### SOURCE TEXT
James,
Why, specifically, did you expect a performance boost? I don't think the relevant
bottlenecks are affected by RPC size, so I don't think you should expect an
improvement.
My understanding (which comes partly from LUG presentations, etc, and partly from
investigations of these issues I've done at Cray) is that 2.x is slower than 1.8 for
two reasons:
1. Clients are often CPU bound in the CLIO layers, which I think would be unaffected by a
larger RPC size.
2. Clients do not package IOs anywhere near as well, resulting in a larger number of
smaller IOs. (Even in a test where we do only 1 MB IO requests, on 2.x, we would see a
large number of RPCs of (much) < 1 MB from the client, where as in 1.8, we saw almost
exclusively 1 MB RPCs. For some tests, we'd see as many as 10 times as many total RPCs
on 2.x vs 1.8.)
Since the client isn't doing a good job of filling 1 MB RPCs, I don't think it
would fill 4 MB RPCs.
In contrast, 2.6 is much more like 1.8. CPU usage is down, and IOs are packaged much
better. Our IO statistics for 2.6 look much more like 1.8 than for earlier 2.x.
- Patrick Farrell
________________________________
From: HPDD-discuss [hpdd-discuss-bounces(a)lists.01.org] on behalf of Simmons, James A.
[simmonsja(a)ornl.gov]
Sent: Wednesday, October 22, 2014 8:16 PM
To: hpdd-discuss(a)lists.01.org
Subject: [HPDD-discuss] Anyone using 4MB RPCs
So recently we have moved our systems from 1.8 to 2.5 clients and have lost of the
performance we had from before which is expected. So I thought we could try using
4MB RPCs instead of the default 1MB RPC packet. I set max_pages_per_rpc to 1024
and looked at the value of max_dirty_mb which was 32 and max_rpcs_in_flight which
is 8. By default a dirty cache of 32MB should be enough in this case. So It tested it and
saw no performance improvements. After that I boosted max_dirty_mb to 64 and still
no improvements over the default settings. Has anyone seen this before? What could
I be missing?

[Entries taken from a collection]
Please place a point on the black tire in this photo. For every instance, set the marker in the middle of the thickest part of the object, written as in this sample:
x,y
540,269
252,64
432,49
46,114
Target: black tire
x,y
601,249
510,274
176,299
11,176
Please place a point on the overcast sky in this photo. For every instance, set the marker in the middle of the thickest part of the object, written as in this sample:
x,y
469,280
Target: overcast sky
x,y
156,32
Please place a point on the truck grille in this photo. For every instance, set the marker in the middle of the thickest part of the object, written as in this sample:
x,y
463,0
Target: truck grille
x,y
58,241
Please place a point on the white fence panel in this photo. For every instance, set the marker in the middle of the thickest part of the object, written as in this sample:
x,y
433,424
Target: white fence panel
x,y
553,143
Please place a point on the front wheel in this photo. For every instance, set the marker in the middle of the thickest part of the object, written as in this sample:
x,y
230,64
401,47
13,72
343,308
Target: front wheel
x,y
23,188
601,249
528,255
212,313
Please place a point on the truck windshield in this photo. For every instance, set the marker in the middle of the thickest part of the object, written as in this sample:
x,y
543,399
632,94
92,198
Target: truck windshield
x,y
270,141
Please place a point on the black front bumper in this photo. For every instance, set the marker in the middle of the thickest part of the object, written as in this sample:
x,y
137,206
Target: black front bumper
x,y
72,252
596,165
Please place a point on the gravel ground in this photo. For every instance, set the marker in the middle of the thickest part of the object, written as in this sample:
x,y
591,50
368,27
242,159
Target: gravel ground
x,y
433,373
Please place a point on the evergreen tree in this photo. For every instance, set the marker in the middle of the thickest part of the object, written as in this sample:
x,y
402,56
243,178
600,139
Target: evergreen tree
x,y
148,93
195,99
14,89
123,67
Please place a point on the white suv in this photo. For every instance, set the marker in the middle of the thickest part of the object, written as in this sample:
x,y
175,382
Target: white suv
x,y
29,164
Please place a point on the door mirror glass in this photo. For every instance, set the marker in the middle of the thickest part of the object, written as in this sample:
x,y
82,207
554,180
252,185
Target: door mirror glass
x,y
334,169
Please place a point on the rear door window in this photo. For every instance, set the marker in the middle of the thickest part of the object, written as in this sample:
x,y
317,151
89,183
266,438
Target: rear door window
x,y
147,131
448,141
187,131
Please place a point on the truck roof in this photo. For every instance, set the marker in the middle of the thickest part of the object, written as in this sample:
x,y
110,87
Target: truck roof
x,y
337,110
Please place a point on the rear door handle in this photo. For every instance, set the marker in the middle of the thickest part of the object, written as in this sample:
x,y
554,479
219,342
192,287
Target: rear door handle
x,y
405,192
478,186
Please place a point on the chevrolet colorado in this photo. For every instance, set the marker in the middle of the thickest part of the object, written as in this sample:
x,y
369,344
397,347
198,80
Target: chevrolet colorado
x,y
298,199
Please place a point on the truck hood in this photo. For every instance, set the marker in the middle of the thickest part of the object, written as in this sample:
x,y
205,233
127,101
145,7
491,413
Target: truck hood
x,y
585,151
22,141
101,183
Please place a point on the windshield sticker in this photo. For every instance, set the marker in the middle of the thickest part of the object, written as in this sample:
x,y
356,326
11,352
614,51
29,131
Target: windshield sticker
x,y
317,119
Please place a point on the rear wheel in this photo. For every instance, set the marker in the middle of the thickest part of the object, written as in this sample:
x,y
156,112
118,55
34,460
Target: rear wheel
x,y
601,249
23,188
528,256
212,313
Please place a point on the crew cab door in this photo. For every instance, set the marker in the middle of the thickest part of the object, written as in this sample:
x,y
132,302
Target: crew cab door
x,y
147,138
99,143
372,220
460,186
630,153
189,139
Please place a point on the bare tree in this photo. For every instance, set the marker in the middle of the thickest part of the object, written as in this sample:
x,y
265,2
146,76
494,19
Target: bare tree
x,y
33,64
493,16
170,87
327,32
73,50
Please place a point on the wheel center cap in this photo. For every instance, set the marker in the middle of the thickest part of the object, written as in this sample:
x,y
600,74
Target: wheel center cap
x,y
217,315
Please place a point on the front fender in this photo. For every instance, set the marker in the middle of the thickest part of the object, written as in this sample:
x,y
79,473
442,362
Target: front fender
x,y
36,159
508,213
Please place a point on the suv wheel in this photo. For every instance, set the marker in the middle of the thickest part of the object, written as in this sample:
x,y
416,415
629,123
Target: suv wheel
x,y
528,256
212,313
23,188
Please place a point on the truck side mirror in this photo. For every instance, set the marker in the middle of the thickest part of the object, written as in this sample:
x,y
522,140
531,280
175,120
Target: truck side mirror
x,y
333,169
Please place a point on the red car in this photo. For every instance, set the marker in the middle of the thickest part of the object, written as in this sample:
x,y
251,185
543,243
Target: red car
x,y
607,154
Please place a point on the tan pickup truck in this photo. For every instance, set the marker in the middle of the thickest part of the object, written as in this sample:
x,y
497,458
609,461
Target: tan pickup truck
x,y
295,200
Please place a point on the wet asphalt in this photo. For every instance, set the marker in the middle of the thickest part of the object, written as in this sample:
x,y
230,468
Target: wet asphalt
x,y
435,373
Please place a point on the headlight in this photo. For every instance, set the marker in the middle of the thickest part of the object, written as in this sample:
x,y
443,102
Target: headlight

==

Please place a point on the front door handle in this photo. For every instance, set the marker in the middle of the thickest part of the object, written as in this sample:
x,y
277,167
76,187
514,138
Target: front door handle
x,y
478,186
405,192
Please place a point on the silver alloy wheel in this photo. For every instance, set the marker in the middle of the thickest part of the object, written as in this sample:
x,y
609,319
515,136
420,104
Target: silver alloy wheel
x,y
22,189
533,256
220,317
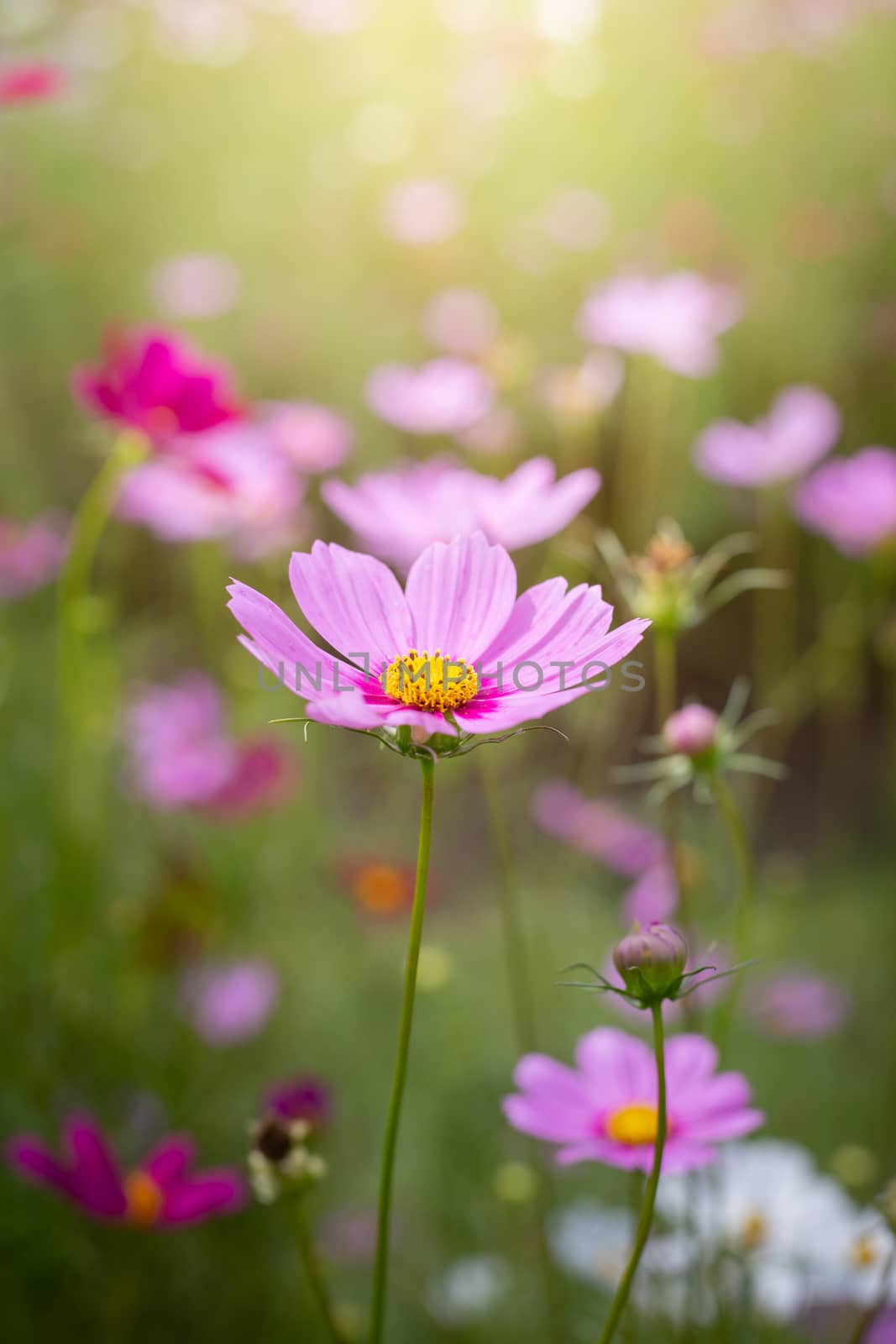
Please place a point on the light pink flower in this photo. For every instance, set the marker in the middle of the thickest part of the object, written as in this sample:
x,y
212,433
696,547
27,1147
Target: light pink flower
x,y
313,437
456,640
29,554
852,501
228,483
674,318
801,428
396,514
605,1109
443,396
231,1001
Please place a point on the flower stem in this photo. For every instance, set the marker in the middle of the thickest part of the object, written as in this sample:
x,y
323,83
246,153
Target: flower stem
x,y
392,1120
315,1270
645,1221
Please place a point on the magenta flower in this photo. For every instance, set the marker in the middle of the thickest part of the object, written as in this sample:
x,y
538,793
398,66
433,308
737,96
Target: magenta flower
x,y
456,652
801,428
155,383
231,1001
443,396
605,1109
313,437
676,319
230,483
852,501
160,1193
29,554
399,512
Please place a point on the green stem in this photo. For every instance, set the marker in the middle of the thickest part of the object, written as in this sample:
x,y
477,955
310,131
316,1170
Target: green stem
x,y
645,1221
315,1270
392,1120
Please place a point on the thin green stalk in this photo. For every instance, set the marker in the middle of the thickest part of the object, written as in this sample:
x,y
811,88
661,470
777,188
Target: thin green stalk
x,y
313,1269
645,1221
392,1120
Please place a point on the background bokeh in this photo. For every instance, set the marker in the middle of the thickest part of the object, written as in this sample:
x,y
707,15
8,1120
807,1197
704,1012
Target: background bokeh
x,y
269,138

### GIVEN INSTRUCTION
Write out the part of the thread about 4MB RPCs between "2. Clients do" and "fill 4 MB RPCs.", inclusive. These entries have no connection to the thread about 4MB RPCs.

### TASK OUTPUT
2. Clients do not package IOs anywhere near as well, resulting in a larger number of
smaller IOs. (Even in a test where we do only 1 MB IO requests, on 2.x, we would see a
large number of RPCs of (much) < 1 MB from the client, where as in 1.8, we saw almost
exclusively 1 MB RPCs. For some tests, we'd see as many as 10 times as many total RPCs
on 2.x vs 1.8.)
Since the client isn't doing a good job of filling 1 MB RPCs, I don't think it
would fill 4 MB RPCs.